» **STATED GOAL**: Change "Would you please locate" to "Could you please find" everywhere in the material below, leaving every other word and number as it is. Leave the pictures out of your copy.

(Data entries)

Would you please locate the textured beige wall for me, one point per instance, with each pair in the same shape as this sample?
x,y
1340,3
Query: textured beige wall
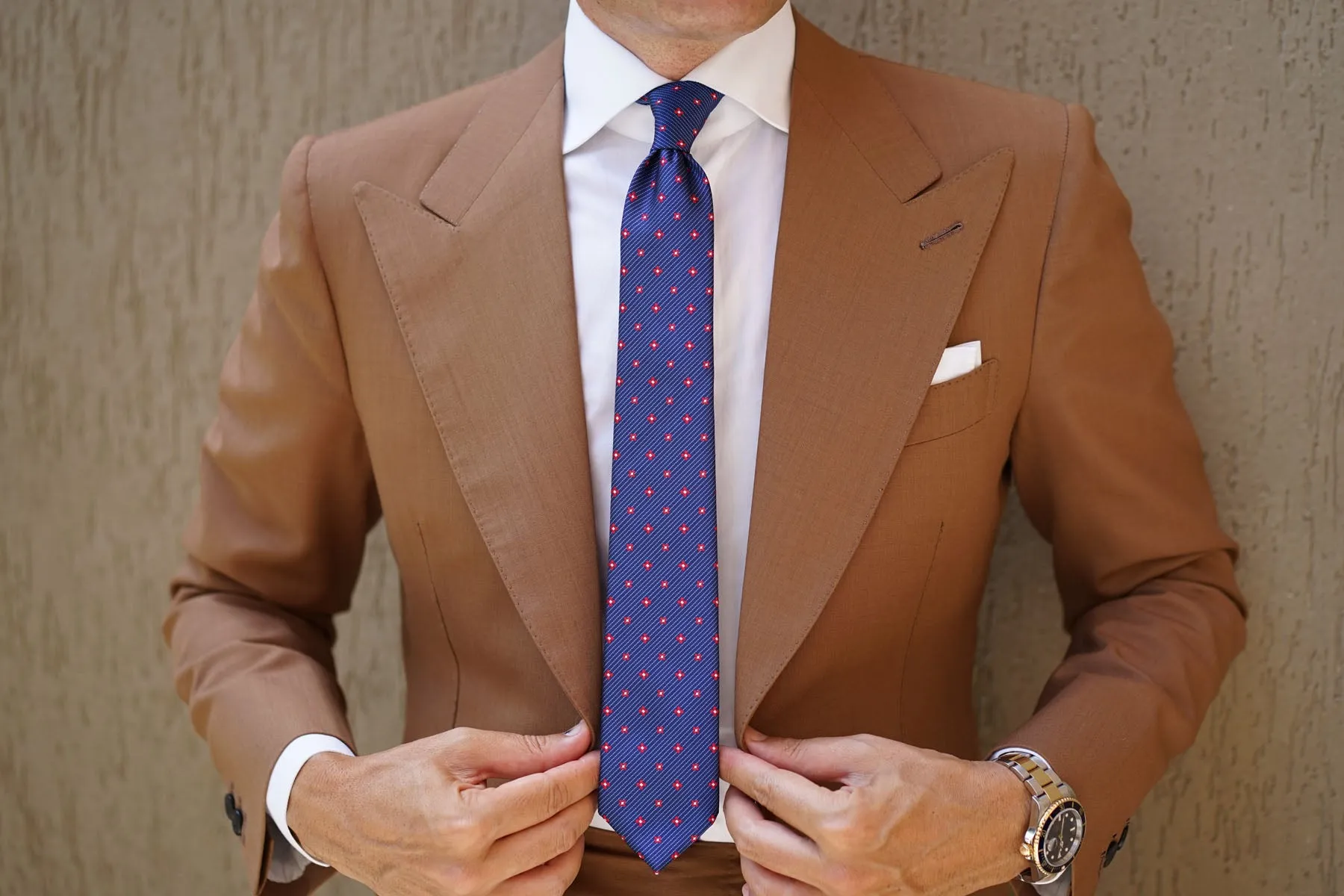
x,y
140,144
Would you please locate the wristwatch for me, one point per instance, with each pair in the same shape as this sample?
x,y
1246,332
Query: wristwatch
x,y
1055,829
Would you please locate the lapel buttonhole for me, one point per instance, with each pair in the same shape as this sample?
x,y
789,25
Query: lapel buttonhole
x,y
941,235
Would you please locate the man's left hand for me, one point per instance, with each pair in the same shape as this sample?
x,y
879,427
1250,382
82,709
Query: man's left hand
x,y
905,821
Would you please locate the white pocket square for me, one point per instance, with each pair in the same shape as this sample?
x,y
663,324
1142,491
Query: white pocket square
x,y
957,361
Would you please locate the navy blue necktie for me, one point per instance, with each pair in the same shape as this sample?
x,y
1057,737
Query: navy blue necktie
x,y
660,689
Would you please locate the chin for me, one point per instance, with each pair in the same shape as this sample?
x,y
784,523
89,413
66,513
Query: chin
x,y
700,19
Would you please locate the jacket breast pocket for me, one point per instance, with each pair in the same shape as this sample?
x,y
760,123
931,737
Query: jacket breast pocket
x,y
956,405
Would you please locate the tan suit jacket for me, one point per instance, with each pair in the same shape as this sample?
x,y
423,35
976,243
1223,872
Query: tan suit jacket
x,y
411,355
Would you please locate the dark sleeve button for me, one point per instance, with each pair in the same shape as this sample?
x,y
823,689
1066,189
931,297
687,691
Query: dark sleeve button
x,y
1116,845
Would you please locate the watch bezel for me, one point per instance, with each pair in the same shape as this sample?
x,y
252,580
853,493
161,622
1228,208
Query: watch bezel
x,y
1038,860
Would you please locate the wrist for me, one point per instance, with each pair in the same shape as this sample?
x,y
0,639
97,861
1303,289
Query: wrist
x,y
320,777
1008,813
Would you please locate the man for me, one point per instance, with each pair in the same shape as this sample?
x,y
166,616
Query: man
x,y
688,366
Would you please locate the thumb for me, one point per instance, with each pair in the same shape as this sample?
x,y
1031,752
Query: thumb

» **OUTPUT OF THE EXERCISE**:
Could you please find the textured beige wall for me, one point per instance, with each pair in the same shape as this sample?
x,y
1340,3
Query: textured beige wall
x,y
140,144
Could you please find the wristwatch for me, one point per instance, with each pair in the same shape as this sample?
x,y
1246,332
Query: wristwatch
x,y
1055,829
Could you please find the lapel buttonhole for me, one point per instance, with each pair in the same shape as this sample?
x,y
789,25
Query: lapel buttonhole
x,y
941,235
Could you please find the man's left hand for me, one point per instance, with each pair in the same shape as this sample?
x,y
879,427
1250,382
82,709
Query: man's left hand
x,y
905,821
Could you please find the white pocket square for me, one point per instance, with each pair in the same shape as this sample?
x,y
663,324
1142,491
Query: white pocket square
x,y
957,361
Could you please find the navy blue necktie for me, one point per instance, with each pair in the same shape as this sample?
x,y
1057,737
Query: navy blue necktie
x,y
660,689
Could you please find the chin for me, one point per instance, with each pair in the same shape as this sample?
x,y
784,523
89,413
66,513
Query: chin
x,y
700,19
Could you please find the jacket breast pocket for me, one point per instance, with each pair in the same shape as this sample?
x,y
760,123
931,737
Query: jacket breast pocket
x,y
956,405
Could you please find the tan suit jacket for me, one point per instance, with each pair in the same shape as this sample?
x,y
423,35
976,243
1223,872
Query: tan suit jacket
x,y
411,355
Could you please find the dark sleeve button for me, one point per instance, with each pair in the same shape as this sample?
x,y
823,689
1066,189
931,297
687,691
Query: dark sleeve button
x,y
1116,845
Could you please find the watch bezel for me, one point per instance, with each pair in the same shape as this sample?
x,y
252,580
853,493
161,622
1228,208
Query: watch bezel
x,y
1038,860
Could you please find the wrist for me, one point per instance, with each pair in the same shape as this sample?
x,y
0,639
97,861
1303,289
Query: wrist
x,y
320,777
1008,813
Could you please find the man for me, one point per instance, with each pair in the same shape as this sample?
x,y
166,616
Query: man
x,y
688,366
Could you please find the thumb for me, one point per instance, with each pair in the same shape as this sample?
x,y
1031,752
Query: thumb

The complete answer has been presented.